§ Görev metni:
Aşağıdaki verileri satır satır, hiçbir şeyi değiştirmeden yeniden yazar mısın? Görselleri yanıta dahil etme.

(Çıkarılmış veri girdileri)
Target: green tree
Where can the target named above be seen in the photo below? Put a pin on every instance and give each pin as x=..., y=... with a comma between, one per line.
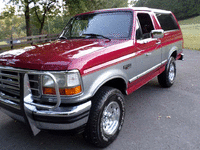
x=181, y=8
x=42, y=10
x=80, y=6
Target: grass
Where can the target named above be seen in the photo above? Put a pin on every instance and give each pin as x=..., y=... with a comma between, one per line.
x=191, y=33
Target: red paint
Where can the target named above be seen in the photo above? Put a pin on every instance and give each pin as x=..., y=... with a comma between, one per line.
x=133, y=86
x=84, y=54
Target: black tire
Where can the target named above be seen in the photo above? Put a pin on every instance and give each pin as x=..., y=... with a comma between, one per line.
x=166, y=78
x=97, y=130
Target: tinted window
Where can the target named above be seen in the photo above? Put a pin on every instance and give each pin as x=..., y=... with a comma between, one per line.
x=112, y=25
x=167, y=22
x=146, y=25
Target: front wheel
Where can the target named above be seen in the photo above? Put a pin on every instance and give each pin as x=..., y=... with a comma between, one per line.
x=106, y=117
x=167, y=78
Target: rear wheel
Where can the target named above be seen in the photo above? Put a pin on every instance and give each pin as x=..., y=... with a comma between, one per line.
x=167, y=78
x=106, y=117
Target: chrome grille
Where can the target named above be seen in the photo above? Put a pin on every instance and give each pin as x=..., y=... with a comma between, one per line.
x=10, y=85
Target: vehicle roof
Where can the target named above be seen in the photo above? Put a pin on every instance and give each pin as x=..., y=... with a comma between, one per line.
x=130, y=9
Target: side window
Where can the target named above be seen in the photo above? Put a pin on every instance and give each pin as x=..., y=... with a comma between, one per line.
x=146, y=25
x=167, y=22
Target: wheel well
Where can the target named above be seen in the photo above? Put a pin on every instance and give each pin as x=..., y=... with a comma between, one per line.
x=117, y=83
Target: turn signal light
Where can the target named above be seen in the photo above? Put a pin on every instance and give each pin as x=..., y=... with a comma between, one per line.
x=63, y=91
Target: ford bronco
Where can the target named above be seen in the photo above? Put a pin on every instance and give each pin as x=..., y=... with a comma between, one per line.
x=78, y=81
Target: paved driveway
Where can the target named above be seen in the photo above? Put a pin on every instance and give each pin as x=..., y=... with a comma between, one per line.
x=156, y=118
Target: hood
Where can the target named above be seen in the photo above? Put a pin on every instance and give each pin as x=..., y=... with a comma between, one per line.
x=56, y=55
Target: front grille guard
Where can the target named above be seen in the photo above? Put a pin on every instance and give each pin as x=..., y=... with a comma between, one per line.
x=28, y=97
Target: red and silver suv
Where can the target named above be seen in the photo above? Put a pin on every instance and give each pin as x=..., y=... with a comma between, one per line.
x=78, y=81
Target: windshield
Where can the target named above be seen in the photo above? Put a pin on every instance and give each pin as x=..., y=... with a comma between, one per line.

§ Alıştırmanın sonucu:
Target: green tree
Where can the target named above be seen in the photo below? Put a pin on every instance and give each pin as x=..., y=... with a comma between, one per line.
x=181, y=8
x=42, y=10
x=80, y=6
Target: grass
Where can the target named above be seen in the photo above? Put a pin on every instance and give each pin as x=..., y=... with a comma between, one per line.
x=191, y=33
Target: red paint
Where can the target named above be seen in the photo above? Put a pin on every instance and give each pin as x=..., y=... with a comma between, one per line.
x=133, y=86
x=84, y=54
Target: black tire
Where can the target named above be seen in the photo above? Put a pin on every instance and give each pin as x=..., y=... with a comma between, one per line.
x=166, y=78
x=97, y=130
Target: tinted window
Where can the target named above be seen in the photo above? Put a pin on every instance and give each pin as x=..., y=... with a comma between, one per line.
x=112, y=25
x=167, y=22
x=146, y=25
Target: front wheel
Where can the target named above be seen in the photo above? Put a pin on every instance and give each pin as x=..., y=... with a comma between, one per line.
x=106, y=117
x=167, y=78
Target: rear wheel
Where can the target named above be seen in the photo above? Put a pin on every instance and give each pin as x=..., y=... with a comma between, one per line.
x=167, y=78
x=106, y=117
Target: chrome grille
Where can the target named above be seen in the photo above? Put a pin on every instance and give each pin as x=..., y=... with a comma between, one per line.
x=10, y=85
Target: vehicle roof
Where can the target named above be seen in the photo above? Put a pin on every instance and give each pin as x=..., y=... with a comma between, one per line.
x=130, y=9
Target: side window
Where can the target named above be seen in the photo above? Put a pin on every instance and give each pin as x=..., y=... with a comma between, one per line.
x=146, y=25
x=167, y=22
Target: wheel well
Where can the target named above be seen in the photo above? Put a pin on every instance and give each pin as x=..., y=... with a comma between, one per line.
x=117, y=83
Target: turn signal light
Where can the target named above be seen in the photo above? Put a pin on every instance and give each pin as x=..., y=... with a comma between, one per line.
x=63, y=91
Target: ford bronco
Where can the target named above be seen in the photo above? Put a pin on every instance and give each pin as x=..., y=... with a comma between, one per line.
x=78, y=81
Target: paved driveway
Where can the target named above be seen in the photo above? Put a pin on every instance and give each pin as x=..., y=... with a comma between, one per line.
x=156, y=118
Target: hood
Where can the target named above be seen in the photo above? Put a pin on every instance and give each pin as x=..., y=... with a comma between, one per line.
x=56, y=55
Target: front grille guard
Where can the target named above be seen in the photo above? Put a pin on every instance and give each pin as x=..., y=... with a comma between, one per line.
x=28, y=97
Target: red and silver suv
Where can the target named above be seen in the photo above? Put a pin on every instance and give each pin as x=..., y=... with a comma between, one per line.
x=78, y=81
Target: windshield
Where can the target named above be seen in the photo above? Put a pin on every instance and give each pin as x=..., y=... with a comma between, one per line.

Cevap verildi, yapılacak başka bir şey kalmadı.